**Text section**
begin
Each sliding sleeve assembly 130a-c may be actuated in order to provide fluid communication between the interior of the work string 114 and the annulus 126 adjacent each corresponding interval 128a-c and, therefore, provide fluid communication to the corresponding intervals 128a-c. As depicted, each sliding sleeve assembly 130a-c may include a sliding sleeve 132 that is axially movable within the work string 114 to expose one or more ports 134 defined in the work string 114. Once exposed, the ports 134 may facilitate fluid communication between the annulus 126 and the interior of the work string 114 such that stimulation and/or production operations may be undertaken in each corresponding interval 128a-c of the formation 108.

According to the present disclosure, in order to move the sliding sleeve 132 of a given sliding sleeve assembly 130a-c to its open position, and thereby expose the corresponding ports 134, one or more wellbore projectiles 136 (shown in FIG. 1 as wellbore projectiles 136a and 136b) may be introduced into the work string 114 and conveyed downhole toward the sliding sleeve assemblies 130a-c. The wellbore projectiles 136 may include, but are not limited to balls (also known as “frac” balls), darts, wipers, plugs, or any combination thereof. The wellbore projectiles 136 may be conveyed through the work string 114 and to the completion assembly 120 by any known technique. For example, the wellbore projectiles 136 can be dropped through the work string 114 from the surface 104, pumped by flowing fluid through the interior of the work string 114, self-propelled, conveyed by wireline, slickline, coiled tubing, etc.

Each wellbore projectile 136 may be detectable by one or more sensors 138 (shown as sensors 138a, 138b, and 138c) associated with each sliding sleeve assembly 130a-c. In some embodiments, for instance, the wellbore projectiles 136 may exhibit known magnetic properties, and/or produce a known magnetic field, pattern, or combination of magnetic fields, which is/are detectable by the sensors 138a-c. In such cases, each sensor 138a-c may be capable of detecting the presence of the magnetic field(s) produced by the wellbore projectiles 136 and/or one or more other magnetic properties of the wellbore projectiles 136.

Suitable magnetic sensors 138a-c can include, but are not limited to, magneto-resistive sensors, Hall-effect sensors, conductive coils, combinations thereof, and the like. In some embodiments, permanent magnets can be combined with one or more of the sensors 138a-c in order to create a magnetic field that is disturbed by the wellbore projectiles 136, and a detected change in the magnetic field can be an indication of the presence of the wellbore projectiles 136. p Moreover, in some embodiments, a barrier (not shown) may be positioned between each sensor 138a-c and the wellbore projectiles 136. The barrier may comprise a relatively low magnetic permeability material and may be configured to allow magnetic signals to pass therethrough and isolate pressure between the sensors 138a-c and the wellbore projectiles 136. Additional information on such a barrier as used in magnetic detection can be found in U.S. Patent Pub. No. 2013/0264051. In other embodiments, a magnetic shield (not shown) may be either positioned on the wellbore projectiles 136 or near the sensors 138a-c to “short circuit” magnetic fields emitted by the wellbore projectiles 136 and thereby reduce the amount of remnant magnetic fields that may be detectable by the sensors 138a-c. In such embodiments, the magnetic field may be pulled toward materials that have a high magnetic permeability, which effectively shields the sensors 138a-c from the remnant magnetic fields.
end
**Data entries**
begin
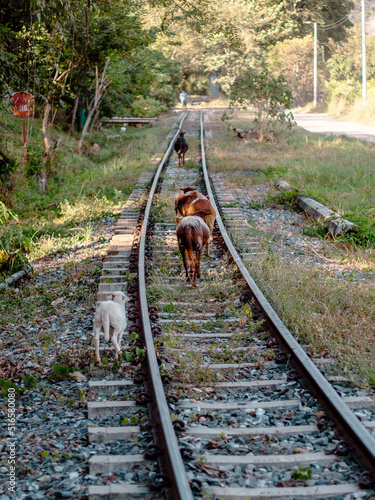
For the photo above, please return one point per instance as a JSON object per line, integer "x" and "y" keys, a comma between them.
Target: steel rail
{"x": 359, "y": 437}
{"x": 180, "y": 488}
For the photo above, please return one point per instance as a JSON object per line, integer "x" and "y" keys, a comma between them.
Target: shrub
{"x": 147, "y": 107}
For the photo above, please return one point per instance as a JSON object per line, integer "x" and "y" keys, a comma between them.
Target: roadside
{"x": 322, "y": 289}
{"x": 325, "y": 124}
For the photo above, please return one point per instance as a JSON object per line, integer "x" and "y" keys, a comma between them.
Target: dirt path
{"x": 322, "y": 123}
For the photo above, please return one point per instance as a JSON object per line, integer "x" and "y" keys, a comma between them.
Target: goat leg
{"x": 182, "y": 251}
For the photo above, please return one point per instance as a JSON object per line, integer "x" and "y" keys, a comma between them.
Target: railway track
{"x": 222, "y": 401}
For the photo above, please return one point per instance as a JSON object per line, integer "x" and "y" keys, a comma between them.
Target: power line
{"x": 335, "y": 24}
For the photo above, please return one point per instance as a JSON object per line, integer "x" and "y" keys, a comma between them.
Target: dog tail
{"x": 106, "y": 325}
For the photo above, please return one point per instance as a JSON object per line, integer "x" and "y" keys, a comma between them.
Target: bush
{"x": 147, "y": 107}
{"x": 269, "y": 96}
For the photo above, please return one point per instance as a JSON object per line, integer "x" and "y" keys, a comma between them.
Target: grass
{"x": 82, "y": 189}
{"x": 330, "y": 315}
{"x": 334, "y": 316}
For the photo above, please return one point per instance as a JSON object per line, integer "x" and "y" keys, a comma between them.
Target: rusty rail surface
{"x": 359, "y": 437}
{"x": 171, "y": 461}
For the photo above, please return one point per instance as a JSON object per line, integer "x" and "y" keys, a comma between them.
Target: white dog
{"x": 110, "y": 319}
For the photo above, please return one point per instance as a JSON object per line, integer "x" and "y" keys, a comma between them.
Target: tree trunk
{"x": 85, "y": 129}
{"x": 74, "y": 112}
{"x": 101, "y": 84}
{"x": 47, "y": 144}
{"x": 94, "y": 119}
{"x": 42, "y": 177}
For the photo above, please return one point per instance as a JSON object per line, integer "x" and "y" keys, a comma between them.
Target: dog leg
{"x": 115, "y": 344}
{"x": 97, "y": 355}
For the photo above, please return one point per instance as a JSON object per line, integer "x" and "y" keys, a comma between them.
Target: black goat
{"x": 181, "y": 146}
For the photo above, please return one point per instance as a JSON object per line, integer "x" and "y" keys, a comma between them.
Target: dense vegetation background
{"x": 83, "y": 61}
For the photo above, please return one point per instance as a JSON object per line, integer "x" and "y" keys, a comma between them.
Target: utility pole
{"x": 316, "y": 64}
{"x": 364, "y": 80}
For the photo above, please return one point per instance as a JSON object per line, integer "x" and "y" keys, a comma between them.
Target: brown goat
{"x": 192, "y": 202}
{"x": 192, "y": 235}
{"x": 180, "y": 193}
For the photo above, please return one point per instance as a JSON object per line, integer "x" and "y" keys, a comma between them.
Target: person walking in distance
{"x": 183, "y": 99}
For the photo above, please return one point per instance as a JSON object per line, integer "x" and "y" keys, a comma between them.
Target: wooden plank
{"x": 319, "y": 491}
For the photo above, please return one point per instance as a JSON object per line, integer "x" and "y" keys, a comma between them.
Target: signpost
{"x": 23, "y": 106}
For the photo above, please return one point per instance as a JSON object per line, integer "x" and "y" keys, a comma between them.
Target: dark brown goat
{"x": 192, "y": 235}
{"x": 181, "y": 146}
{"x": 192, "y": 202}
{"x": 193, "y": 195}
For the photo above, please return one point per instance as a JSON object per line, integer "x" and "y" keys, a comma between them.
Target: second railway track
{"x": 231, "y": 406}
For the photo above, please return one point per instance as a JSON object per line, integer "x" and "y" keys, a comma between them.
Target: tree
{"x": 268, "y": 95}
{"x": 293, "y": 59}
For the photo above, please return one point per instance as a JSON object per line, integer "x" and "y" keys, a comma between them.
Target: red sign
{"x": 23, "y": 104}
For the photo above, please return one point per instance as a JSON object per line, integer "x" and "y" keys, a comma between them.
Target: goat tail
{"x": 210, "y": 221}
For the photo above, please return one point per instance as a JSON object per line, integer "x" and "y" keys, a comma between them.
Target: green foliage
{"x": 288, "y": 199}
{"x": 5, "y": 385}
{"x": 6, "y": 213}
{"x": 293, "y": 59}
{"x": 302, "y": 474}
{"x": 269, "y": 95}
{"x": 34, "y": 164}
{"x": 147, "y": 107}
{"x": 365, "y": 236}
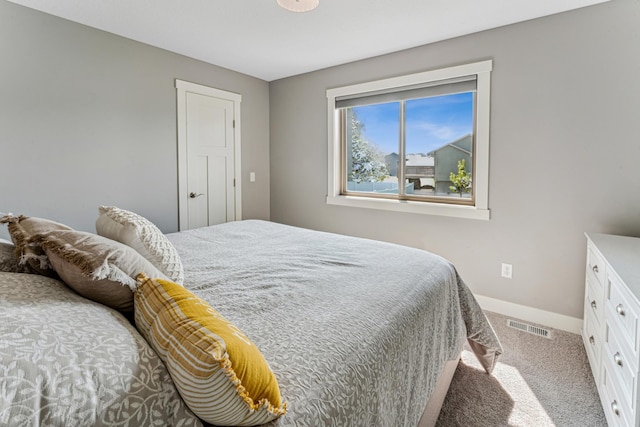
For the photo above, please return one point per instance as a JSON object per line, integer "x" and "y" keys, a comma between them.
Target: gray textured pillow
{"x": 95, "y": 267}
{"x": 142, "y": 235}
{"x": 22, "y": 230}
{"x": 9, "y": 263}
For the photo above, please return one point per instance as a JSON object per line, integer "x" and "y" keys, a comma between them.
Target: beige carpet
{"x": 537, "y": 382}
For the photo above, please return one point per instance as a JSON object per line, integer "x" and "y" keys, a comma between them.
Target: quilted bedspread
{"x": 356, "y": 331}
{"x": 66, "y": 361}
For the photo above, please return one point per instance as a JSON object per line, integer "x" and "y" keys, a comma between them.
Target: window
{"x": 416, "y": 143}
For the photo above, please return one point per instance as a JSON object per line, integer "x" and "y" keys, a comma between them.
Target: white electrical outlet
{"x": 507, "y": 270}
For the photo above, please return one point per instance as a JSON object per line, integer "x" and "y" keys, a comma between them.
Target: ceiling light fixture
end
**To do**
1. Using the sliding sleeve text, decide whether each statement agrees with it, answering yes or no and quoting the words that settle it: (a) the wellbore projectiles may include darts; (b) the barrier between each sensor and the projectiles is made of a high magnetic permeability material; (c) Hall-effect sensors are among the suitable magnetic sensors.
2. Write what comes next in the sliding sleeve text, starting after its final sentence.
The lines are separate material and have nothing to do with the sliding sleeve text.

**Expected outputs**
1.
(a) Yes: "balls (also known as “frac” balls), darts, wipers, plugs, or any combination thereof"
(b) No: "The barrier may comprise a relatively low magnetic permeability material"
(c) Yes: "magneto-resistive sensors, Hall-effect sensors, conductive coils"

2.
In other embodiments, one or more of the sensors 138a-c may be capable of detecting radio frequencies emitted by the wellbore projectiles 136. In such embodiments, the sensors 138a-c may be radio frequency (RF) sensors or readers capable of detecting a radio frequency identification (RFID) tag secured to or otherwise forming part of the wellbore projectiles 136. The RF sensors 138a-c may be configured to sense the RFID tags as the wellbore projectiles 136 traverse the work string 114 and encounter the RF sensors 138a-c. In at least one embodiment, the RF sensors 138a-c may be micro-electromechanical systems (MEMS) or devices capable of sensing radio frequencies. In such cases, the MEMS sensors may include or otherwise encompass an RF coil and thereby be used as the sensors 138a-c. The RF sensor 138a-c may alternatively be a near-field communication (NFC) sensor capable of establishing radio communication with a corresponding dummy tag arranged on the wellbore projectiles 136. When the dummy tags come into proximity of the RF sensors 138a-c, the RF sensors 138a-c may register the presence of the wellbore projectiles 136.

In yet other embodiments, the sensors 138a-c may be a type of mechanical switch or the like that may be mechanically manipulated through physical contact with the wellbore projectiles 136 as they traverse the work string 114. In some cases, for instance, the mechanical sensors 138a-c may be ratcheting or mechanical counting devices or switches disposed near each sleeve 132. Upon physically contacting and otherwise interacting with the wellbore projectiles 136, the mechanical sensors 138a-c may be configured to generate and send corresponding signals indicative of the same to an adjacent actuation device (not shown in FIG. 1), as will be described below. In some embodiments, the mechanical sensors 138a-c may be spring loaded or otherwise configured such that after the wellbore projectile 136 has passed (or following a certain time period thereafter) the switch may autonomously reset itself. As will be appreciated, such a resettable embodiment may allow the mechanical sensors 138a-c to physically interact with multiple wellbore projectiles 136.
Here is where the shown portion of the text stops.